Each record needs to be transcribed word for word, though without its pictures.

++++++++++

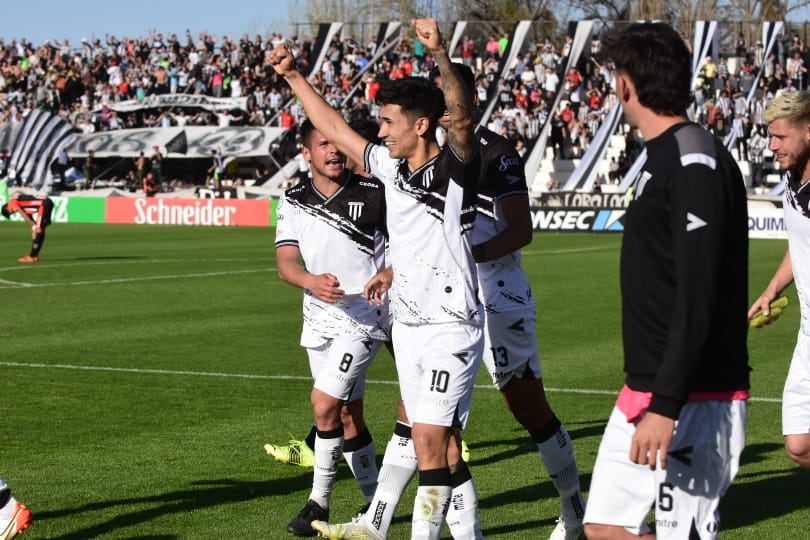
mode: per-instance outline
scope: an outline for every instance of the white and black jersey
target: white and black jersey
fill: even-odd
[[[393,318],[404,324],[478,321],[470,241],[477,154],[465,163],[448,145],[409,171],[407,160],[391,158],[386,147],[369,144],[365,167],[385,184]]]
[[[334,274],[345,292],[329,304],[304,291],[302,345],[315,336],[388,339],[387,307],[370,306],[363,297],[365,284],[385,265],[385,208],[383,185],[353,173],[331,197],[307,180],[279,200],[276,249],[297,247],[308,272]]]
[[[749,388],[745,184],[693,123],[647,141],[621,250],[625,372],[677,418],[690,393]]]
[[[499,200],[512,195],[527,195],[523,160],[514,145],[504,137],[486,129],[476,131],[481,154],[478,177],[478,204],[473,245],[482,244],[500,234],[505,228]],[[534,310],[534,298],[529,278],[520,264],[520,251],[478,264],[478,282],[487,313],[516,309]]]
[[[801,330],[810,335],[810,182],[802,185],[787,174],[785,226],[793,281],[801,309]]]

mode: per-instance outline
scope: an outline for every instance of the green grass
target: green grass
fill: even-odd
[[[619,236],[537,235],[526,250],[549,399],[587,488],[621,386]],[[0,225],[0,476],[35,514],[28,540],[288,538],[308,470],[262,446],[309,428],[298,347],[301,292],[275,272],[273,231],[55,225],[42,261],[20,224]],[[783,241],[752,241],[751,296]],[[799,308],[749,338],[748,446],[723,501],[729,538],[784,538],[810,520],[810,476],[782,450],[781,387]],[[398,395],[371,368],[367,420],[381,453]],[[544,538],[558,513],[537,451],[485,373],[465,433],[488,538]],[[391,538],[407,538],[413,486]],[[341,467],[332,518],[362,503]],[[792,536],[788,534],[788,536]]]

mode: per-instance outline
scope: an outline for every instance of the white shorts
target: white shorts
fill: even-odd
[[[782,434],[810,433],[810,337],[799,331],[782,392]]]
[[[393,336],[400,393],[411,424],[463,429],[481,365],[481,327],[395,322]]]
[[[346,403],[362,399],[366,393],[366,369],[382,343],[340,336],[307,348],[315,388]]]
[[[739,469],[748,404],[692,401],[681,409],[667,469],[630,461],[635,424],[614,407],[591,477],[585,523],[624,527],[639,534],[655,505],[657,538],[717,538],[720,497]]]
[[[521,378],[529,373],[535,379],[543,376],[536,328],[534,309],[486,314],[484,365],[499,390],[513,377]]]

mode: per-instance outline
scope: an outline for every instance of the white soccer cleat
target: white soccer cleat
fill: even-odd
[[[551,531],[548,540],[577,540],[582,534],[582,522],[566,524],[562,518],[557,520],[557,526]]]

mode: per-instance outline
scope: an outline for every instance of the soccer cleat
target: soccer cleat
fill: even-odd
[[[287,530],[298,536],[317,536],[318,533],[312,528],[313,521],[329,521],[329,509],[309,500],[298,515],[287,523]]]
[[[782,312],[785,310],[787,306],[788,306],[787,296],[781,296],[777,298],[776,300],[771,302],[770,312],[767,315],[762,313],[762,310],[759,310],[754,314],[753,317],[751,317],[750,323],[751,328],[761,328],[766,324],[775,321],[776,319],[779,318],[779,315],[782,314]]]
[[[20,257],[17,259],[17,262],[21,263],[35,263],[39,261],[39,257],[32,257],[31,255],[26,255],[25,257]]]
[[[304,441],[290,440],[287,446],[265,444],[264,450],[276,460],[299,467],[314,467],[315,452]]]
[[[464,439],[461,439],[461,459],[464,460],[464,463],[470,462],[470,447],[467,446]]]
[[[321,538],[329,540],[383,540],[383,536],[365,524],[362,519],[351,523],[336,523],[330,525],[325,521],[313,521],[312,528]]]
[[[3,527],[0,529],[0,540],[11,540],[31,525],[31,511],[24,504],[16,501],[14,504],[16,507],[11,520],[8,523],[0,521],[0,527]]]
[[[582,522],[566,524],[562,518],[557,520],[557,526],[551,531],[548,540],[577,540],[582,534]]]

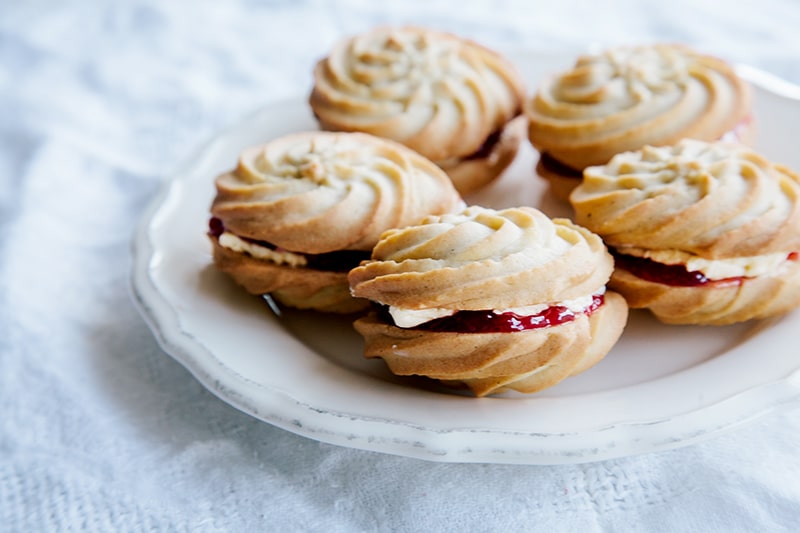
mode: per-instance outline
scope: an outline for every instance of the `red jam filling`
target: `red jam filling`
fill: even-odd
[[[486,157],[489,157],[489,155],[492,153],[492,150],[494,150],[494,147],[497,146],[498,142],[500,142],[500,136],[502,134],[503,134],[502,129],[493,131],[491,134],[489,134],[488,137],[486,137],[486,140],[483,141],[483,144],[481,145],[480,148],[478,148],[475,152],[471,153],[464,159],[473,160],[473,159],[484,159]]]
[[[747,279],[744,276],[709,279],[700,271],[687,270],[685,265],[665,265],[645,257],[621,254],[613,249],[610,251],[614,256],[615,268],[627,270],[637,278],[671,287],[730,287],[741,285]],[[798,257],[797,252],[792,252],[787,259],[796,261]]]
[[[208,234],[219,238],[225,232],[225,224],[217,217],[212,217],[208,221]],[[276,252],[291,252],[267,241],[239,237],[243,241],[263,246]],[[314,270],[327,270],[329,272],[349,272],[357,267],[361,261],[370,258],[370,252],[363,250],[338,250],[324,254],[304,254],[302,252],[291,252],[302,255],[306,258],[306,267]]]
[[[211,217],[208,221],[208,234],[219,238],[225,232],[225,224],[217,217]]]
[[[728,141],[728,142],[740,142],[742,140],[742,134],[747,131],[750,127],[750,124],[753,122],[753,115],[748,114],[742,120],[740,120],[732,130],[725,132],[720,136],[720,141]]]
[[[513,333],[572,322],[578,315],[591,315],[604,302],[605,297],[602,294],[596,294],[592,297],[591,305],[580,313],[556,305],[532,316],[495,313],[494,311],[459,311],[454,315],[436,318],[410,329],[446,333]],[[382,309],[381,313],[384,320],[392,322],[387,308]]]
[[[572,168],[569,165],[565,165],[547,152],[542,152],[539,154],[539,161],[546,170],[554,174],[558,174],[565,178],[583,178],[583,171],[578,170],[577,168]]]

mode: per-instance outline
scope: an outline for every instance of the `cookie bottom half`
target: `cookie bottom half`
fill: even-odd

++++++++++

**Exercise result**
mode: per-instance outline
scope: an outline for every instance of the white and black jersey
target: white and black jersey
fill: even-odd
[[[393,318],[404,324],[478,321],[470,241],[477,154],[465,163],[448,145],[409,171],[407,160],[391,158],[386,147],[369,144],[365,167],[385,184]]]
[[[334,274],[345,292],[329,304],[304,291],[302,345],[315,336],[388,339],[387,307],[370,306],[363,297],[365,284],[385,265],[385,208],[383,185],[353,173],[331,197],[307,180],[279,200],[276,249],[297,247],[308,272]]]
[[[749,388],[745,184],[693,123],[647,141],[621,250],[625,372],[677,418],[690,393]]]
[[[499,200],[512,195],[527,195],[523,160],[514,145],[504,137],[486,129],[476,131],[481,154],[478,177],[478,204],[473,245],[482,244],[500,234],[505,228]],[[534,310],[534,298],[529,278],[520,264],[520,251],[478,264],[478,282],[487,313],[516,309]]]
[[[801,330],[810,335],[810,182],[802,185],[787,174],[785,226],[793,281],[801,309]]]

mode: per-instance outline
scope: an outline for every instance of the green grass
target: green grass
fill: even-odd
[[[619,236],[537,235],[526,250],[549,399],[587,488],[621,386]],[[0,225],[0,476],[35,514],[28,540],[288,538],[308,470],[262,446],[309,428],[298,347],[301,292],[275,272],[273,231],[55,225],[42,261],[20,224]],[[783,241],[752,241],[751,296]],[[799,308],[749,338],[748,446],[723,501],[729,538],[784,538],[810,520],[810,476],[782,450],[781,387]],[[398,395],[371,368],[367,420],[381,453]],[[544,538],[558,513],[537,451],[485,373],[465,433],[488,538]],[[391,538],[407,538],[413,486]],[[341,467],[332,518],[362,503]],[[792,536],[788,534],[788,536]]]

mode: per-instance outline
scope: an outline for every instance of the white shorts
target: white shorts
fill: even-odd
[[[782,434],[810,433],[810,337],[799,331],[782,392]]]
[[[393,336],[400,393],[411,424],[463,429],[481,365],[481,327],[395,322]]]
[[[346,403],[362,399],[366,393],[366,369],[382,343],[340,336],[307,348],[315,388]]]
[[[739,469],[748,404],[692,401],[681,409],[667,469],[630,461],[635,424],[614,407],[591,477],[585,523],[624,527],[639,534],[655,505],[657,538],[717,538],[720,497]]]
[[[521,378],[529,373],[535,379],[543,376],[536,328],[534,309],[486,314],[484,365],[499,390],[513,377]]]

mode: per-instance outline
scope: an outline for every instance of the white soccer cleat
target: white soccer cleat
fill: even-odd
[[[551,531],[548,540],[577,540],[582,534],[582,522],[566,524],[562,518],[557,520],[557,526]]]

mode: per-instance outline
scope: an outline for every instance of the soccer cleat
target: soccer cleat
fill: even-odd
[[[287,530],[298,536],[317,536],[318,533],[312,528],[313,521],[329,521],[329,509],[309,500],[298,515],[287,523]]]
[[[782,312],[785,310],[787,306],[788,306],[787,296],[781,296],[777,298],[776,300],[771,302],[770,312],[767,315],[762,313],[762,310],[759,310],[754,314],[753,317],[751,317],[750,323],[751,328],[761,328],[766,324],[775,321],[776,319],[779,318],[779,315],[782,314]]]
[[[20,257],[17,259],[17,262],[21,263],[35,263],[39,261],[39,257],[32,257],[31,255],[26,255],[25,257]]]
[[[304,441],[290,440],[287,446],[265,444],[264,450],[276,460],[299,467],[314,467],[315,452]]]
[[[464,439],[461,439],[461,459],[464,460],[464,463],[470,462],[470,447],[467,446]]]
[[[321,538],[329,540],[383,540],[383,536],[365,524],[362,519],[351,523],[336,523],[330,525],[325,521],[313,521],[312,528]]]
[[[3,527],[0,529],[0,540],[11,540],[31,525],[31,511],[24,504],[16,501],[14,504],[16,507],[11,520],[8,523],[0,521],[0,527]]]
[[[582,522],[566,524],[562,518],[557,520],[557,526],[551,531],[548,540],[577,540],[582,534]]]

mode: per-instance outline
scope: an outline for every instance of the `red jam filling`
target: `red jam filling`
fill: even-odd
[[[486,157],[489,157],[489,155],[492,153],[492,150],[494,150],[494,147],[497,146],[498,142],[500,142],[500,136],[502,134],[503,134],[502,129],[493,131],[491,134],[489,134],[488,137],[486,137],[486,140],[483,141],[483,144],[481,145],[480,148],[478,148],[475,152],[471,153],[464,159],[473,160],[473,159],[484,159]]]
[[[747,279],[744,276],[709,279],[700,271],[687,270],[685,265],[665,265],[645,257],[621,254],[613,249],[610,251],[614,256],[615,268],[627,270],[637,278],[671,287],[730,287],[741,285]],[[798,257],[797,252],[792,252],[787,259],[796,261]]]
[[[208,234],[219,238],[225,232],[225,224],[217,217],[212,217],[208,221]],[[276,252],[291,252],[267,241],[239,237],[243,241],[263,246]],[[314,270],[327,270],[329,272],[349,272],[357,267],[361,261],[370,258],[370,252],[363,250],[338,250],[324,254],[304,254],[302,252],[291,252],[302,255],[306,258],[306,267]]]
[[[211,217],[208,221],[208,234],[219,238],[225,232],[225,224],[217,217]]]
[[[728,141],[728,142],[740,142],[742,140],[742,134],[747,131],[750,127],[750,124],[753,122],[753,115],[748,114],[742,120],[740,120],[732,130],[725,132],[720,136],[720,141]]]
[[[513,333],[572,322],[578,315],[591,315],[604,302],[605,297],[602,294],[596,294],[592,297],[591,305],[580,313],[556,305],[532,316],[495,313],[494,311],[459,311],[454,315],[436,318],[410,329],[446,333]],[[382,309],[381,313],[384,320],[392,322],[387,308]]]
[[[572,168],[569,165],[565,165],[547,152],[542,152],[539,154],[539,161],[546,170],[554,174],[558,174],[565,178],[583,178],[583,171],[578,170],[577,168]]]

mode: per-instance outline
scope: an outline for every instance of the `cookie bottom half`
target: `cookie bottom half`
fill: even-odd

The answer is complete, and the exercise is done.